STATED PROBLEM => Rewrite the entries below, changing "keypoint" to "marker" everywhere and keeping everything else the same. Leave the pictures out of your version.
-- START OF RECORDS SUPPLIED --
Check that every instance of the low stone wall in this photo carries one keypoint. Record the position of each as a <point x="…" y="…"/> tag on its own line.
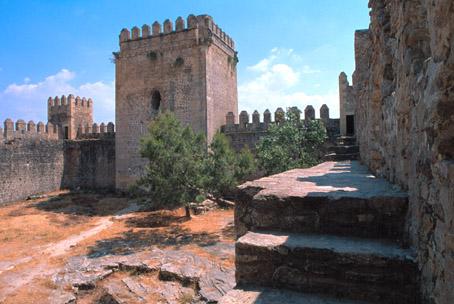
<point x="30" y="166"/>
<point x="90" y="163"/>
<point x="32" y="163"/>
<point x="404" y="87"/>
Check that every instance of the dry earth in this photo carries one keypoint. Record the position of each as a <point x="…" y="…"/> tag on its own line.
<point x="94" y="248"/>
-- END OF RECORDS SUPPLIED --
WRITTEN SOLUTION =>
Check that every instance of the low stone wall in this photo carries one marker. Record the position of each as a <point x="…" y="…"/> tag on its own line.
<point x="30" y="166"/>
<point x="90" y="163"/>
<point x="32" y="163"/>
<point x="404" y="87"/>
Check that every instance of the dry earth in this photo carries one marker. Record the position of each as a <point x="…" y="…"/> tag on its own line.
<point x="94" y="248"/>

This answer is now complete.